▶ **Text**:
----------

I met other frat men, and even dated one who carried a gun because his frat always got into rumbles. I met a guy who dropped out of school because he blew off both of his hands making pillboxes. I saw boys not much older than children running with lead pipes and crowbars around campus because someone gave someone the evil eye.

Even in classrooms, the boys from the most violent frats always addressed disagreements by threatening you with physical harm. They always say they’d get their brods to go after you, as if they’re mindless rabid dogs.

Sometimes, I think that’s all they are.

‘You’ll never understand’

Joel and I are grown now. He has a teenage son of his own who simply laughs at his father’s fixation about his college years and his fraternity brods. Joel did get his jobs and all his social circles from his frat connections. Some bosses really just look for the best brod for the job, and that’s their loss.

Ting and all my other classmates did get decent jobs, but we all mostly did anyhow. A few of their org sisses and brods didn’t make much of their lives, but no amount of connections can help that.

I still wonder if initiations, hazing and memberships are worth their benefits afterwards.

Perhaps, these groups gave my classmates the families and friendships they otherwise wouldn’t have. Many of them were from the provinces and were probably scared about not knowing anyone in school.

The frat men I knew were pushed into fraternities by their own fathers, believing this was what made them men and gave them access to that secret world, where one volunteered his own son to strangers to be beaten up, and sometimes even killed.

I still don’t know if it’s worth accepting physical assault and risking one’s life, especially at the young age of 17 or 18. Even in the tamest of orgs, there was always a point where initiation rites went too far, where a Muslim would be forced to drink alcohol, and where girls were sent to “entertain” their brods.

In my own dorm’s initiation rites, boys were made to pull down their pants and “fuck the wall.” As a tall, strange girl, I was blindfolded, doused with water, yelled at, and harassed. The other girls got derogatory names written on their skin with markers, toothpaste smeared on their hair and faces, and some even got felt up.

----------

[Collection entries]
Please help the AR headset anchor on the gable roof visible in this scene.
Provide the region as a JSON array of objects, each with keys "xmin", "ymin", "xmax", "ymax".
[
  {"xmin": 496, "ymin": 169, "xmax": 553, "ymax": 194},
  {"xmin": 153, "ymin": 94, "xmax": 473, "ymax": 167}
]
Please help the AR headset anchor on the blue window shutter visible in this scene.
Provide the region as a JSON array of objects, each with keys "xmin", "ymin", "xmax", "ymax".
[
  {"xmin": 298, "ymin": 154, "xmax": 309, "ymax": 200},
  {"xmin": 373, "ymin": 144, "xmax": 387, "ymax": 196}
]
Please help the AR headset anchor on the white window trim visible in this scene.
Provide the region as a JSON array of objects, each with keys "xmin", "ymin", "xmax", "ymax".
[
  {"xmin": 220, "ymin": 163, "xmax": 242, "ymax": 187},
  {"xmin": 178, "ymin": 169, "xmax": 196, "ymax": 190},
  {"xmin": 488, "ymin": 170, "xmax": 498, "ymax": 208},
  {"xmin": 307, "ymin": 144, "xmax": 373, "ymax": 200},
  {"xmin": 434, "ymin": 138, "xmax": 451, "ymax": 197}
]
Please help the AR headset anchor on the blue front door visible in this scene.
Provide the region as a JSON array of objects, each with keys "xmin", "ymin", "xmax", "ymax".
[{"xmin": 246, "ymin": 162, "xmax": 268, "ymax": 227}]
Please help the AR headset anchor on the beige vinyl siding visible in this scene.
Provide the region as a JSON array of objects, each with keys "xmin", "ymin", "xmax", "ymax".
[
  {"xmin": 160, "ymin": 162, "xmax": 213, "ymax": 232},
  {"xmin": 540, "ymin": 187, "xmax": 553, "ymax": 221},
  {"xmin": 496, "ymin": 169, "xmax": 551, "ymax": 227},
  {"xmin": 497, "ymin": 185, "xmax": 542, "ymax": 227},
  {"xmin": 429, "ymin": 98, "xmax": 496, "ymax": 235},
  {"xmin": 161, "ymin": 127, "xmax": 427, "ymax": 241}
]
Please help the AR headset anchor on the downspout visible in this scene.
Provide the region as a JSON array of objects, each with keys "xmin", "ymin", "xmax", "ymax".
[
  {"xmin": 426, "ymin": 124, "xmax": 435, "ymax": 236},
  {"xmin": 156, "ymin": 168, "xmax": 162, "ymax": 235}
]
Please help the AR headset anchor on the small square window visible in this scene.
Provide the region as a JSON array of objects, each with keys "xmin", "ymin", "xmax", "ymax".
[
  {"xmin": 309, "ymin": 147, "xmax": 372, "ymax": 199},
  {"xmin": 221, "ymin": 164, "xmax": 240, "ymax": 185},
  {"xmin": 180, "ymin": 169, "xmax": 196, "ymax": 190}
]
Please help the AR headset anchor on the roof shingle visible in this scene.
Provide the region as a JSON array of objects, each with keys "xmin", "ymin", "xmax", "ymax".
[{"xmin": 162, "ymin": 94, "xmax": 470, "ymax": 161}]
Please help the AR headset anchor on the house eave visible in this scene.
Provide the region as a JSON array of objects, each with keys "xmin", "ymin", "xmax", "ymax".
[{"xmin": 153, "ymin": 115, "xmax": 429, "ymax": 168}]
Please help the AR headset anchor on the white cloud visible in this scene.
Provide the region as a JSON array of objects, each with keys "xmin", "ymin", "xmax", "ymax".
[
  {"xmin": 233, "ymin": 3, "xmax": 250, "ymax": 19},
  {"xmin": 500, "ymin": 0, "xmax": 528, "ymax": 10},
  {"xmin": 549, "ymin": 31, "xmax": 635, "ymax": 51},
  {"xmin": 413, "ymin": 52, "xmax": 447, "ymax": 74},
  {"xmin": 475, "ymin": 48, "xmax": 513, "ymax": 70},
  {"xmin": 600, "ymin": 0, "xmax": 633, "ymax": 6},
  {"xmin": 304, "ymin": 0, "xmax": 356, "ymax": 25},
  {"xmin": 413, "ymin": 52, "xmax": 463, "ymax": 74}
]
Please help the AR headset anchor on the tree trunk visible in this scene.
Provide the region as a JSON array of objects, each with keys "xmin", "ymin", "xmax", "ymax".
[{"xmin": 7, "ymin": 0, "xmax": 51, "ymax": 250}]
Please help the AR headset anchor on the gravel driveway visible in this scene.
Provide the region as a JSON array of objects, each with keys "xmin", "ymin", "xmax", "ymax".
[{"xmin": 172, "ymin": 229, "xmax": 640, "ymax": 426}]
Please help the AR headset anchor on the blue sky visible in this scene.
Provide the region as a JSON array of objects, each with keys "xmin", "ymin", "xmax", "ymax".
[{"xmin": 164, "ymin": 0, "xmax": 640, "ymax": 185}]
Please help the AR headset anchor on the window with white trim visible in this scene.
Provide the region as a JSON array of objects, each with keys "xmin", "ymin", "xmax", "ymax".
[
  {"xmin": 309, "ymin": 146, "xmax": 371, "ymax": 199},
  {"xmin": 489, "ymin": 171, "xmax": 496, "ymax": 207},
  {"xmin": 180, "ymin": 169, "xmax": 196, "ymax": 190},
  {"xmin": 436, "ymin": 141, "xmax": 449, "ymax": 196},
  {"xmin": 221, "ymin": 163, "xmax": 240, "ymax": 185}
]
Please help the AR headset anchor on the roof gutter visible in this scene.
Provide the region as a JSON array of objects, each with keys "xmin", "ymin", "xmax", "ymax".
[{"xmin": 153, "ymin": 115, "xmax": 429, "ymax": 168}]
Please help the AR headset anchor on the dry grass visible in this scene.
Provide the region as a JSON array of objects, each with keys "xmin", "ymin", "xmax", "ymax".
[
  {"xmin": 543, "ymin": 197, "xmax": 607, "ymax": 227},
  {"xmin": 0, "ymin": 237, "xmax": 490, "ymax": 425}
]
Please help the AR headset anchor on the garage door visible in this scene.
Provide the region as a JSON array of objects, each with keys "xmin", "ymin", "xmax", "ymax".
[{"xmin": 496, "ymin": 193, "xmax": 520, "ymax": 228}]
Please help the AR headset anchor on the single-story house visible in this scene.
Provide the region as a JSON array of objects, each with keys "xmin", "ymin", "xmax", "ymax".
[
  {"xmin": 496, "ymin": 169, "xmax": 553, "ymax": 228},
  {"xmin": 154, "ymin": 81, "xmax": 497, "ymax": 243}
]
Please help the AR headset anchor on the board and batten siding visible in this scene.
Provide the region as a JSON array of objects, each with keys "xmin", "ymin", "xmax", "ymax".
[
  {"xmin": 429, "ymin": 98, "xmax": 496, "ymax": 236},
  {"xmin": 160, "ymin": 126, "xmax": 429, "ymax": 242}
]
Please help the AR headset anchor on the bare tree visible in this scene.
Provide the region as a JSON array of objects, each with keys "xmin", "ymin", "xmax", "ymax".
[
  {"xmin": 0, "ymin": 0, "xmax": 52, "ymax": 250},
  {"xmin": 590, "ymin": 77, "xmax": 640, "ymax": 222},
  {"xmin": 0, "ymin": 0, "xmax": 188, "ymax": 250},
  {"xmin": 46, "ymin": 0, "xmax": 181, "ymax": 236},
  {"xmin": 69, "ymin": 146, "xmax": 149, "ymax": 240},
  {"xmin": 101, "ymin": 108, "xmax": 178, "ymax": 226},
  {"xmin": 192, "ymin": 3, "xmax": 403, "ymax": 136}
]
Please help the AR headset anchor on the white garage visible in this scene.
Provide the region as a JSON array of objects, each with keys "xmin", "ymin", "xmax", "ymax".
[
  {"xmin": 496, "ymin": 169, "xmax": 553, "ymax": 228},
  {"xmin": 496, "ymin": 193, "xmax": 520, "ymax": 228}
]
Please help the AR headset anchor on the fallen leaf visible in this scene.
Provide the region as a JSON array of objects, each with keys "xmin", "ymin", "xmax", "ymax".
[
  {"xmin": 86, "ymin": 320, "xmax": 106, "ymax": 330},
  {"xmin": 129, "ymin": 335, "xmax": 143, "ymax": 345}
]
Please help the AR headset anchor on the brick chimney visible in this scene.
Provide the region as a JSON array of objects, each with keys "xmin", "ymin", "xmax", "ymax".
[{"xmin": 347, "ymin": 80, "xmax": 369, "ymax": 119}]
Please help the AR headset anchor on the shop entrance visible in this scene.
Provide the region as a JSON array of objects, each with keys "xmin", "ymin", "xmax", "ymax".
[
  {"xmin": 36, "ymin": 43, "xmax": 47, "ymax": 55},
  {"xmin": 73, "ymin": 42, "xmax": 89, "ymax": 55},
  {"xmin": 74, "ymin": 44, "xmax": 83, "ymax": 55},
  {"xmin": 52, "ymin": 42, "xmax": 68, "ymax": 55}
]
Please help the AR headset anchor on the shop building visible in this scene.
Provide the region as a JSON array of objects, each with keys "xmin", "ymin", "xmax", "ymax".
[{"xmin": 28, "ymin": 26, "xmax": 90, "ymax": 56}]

----------

▶ **Problem statement**: Return the passage of the fraternity text word for word, starting with "Joel and I are" and going on through "that’s their loss.".

▶ **The answer**:
Joel and I are grown now. He has a teenage son of his own who simply laughs at his father’s fixation about his college years and his fraternity brods. Joel did get his jobs and all his social circles from his frat connections. Some bosses really just look for the best brod for the job, and that’s their loss.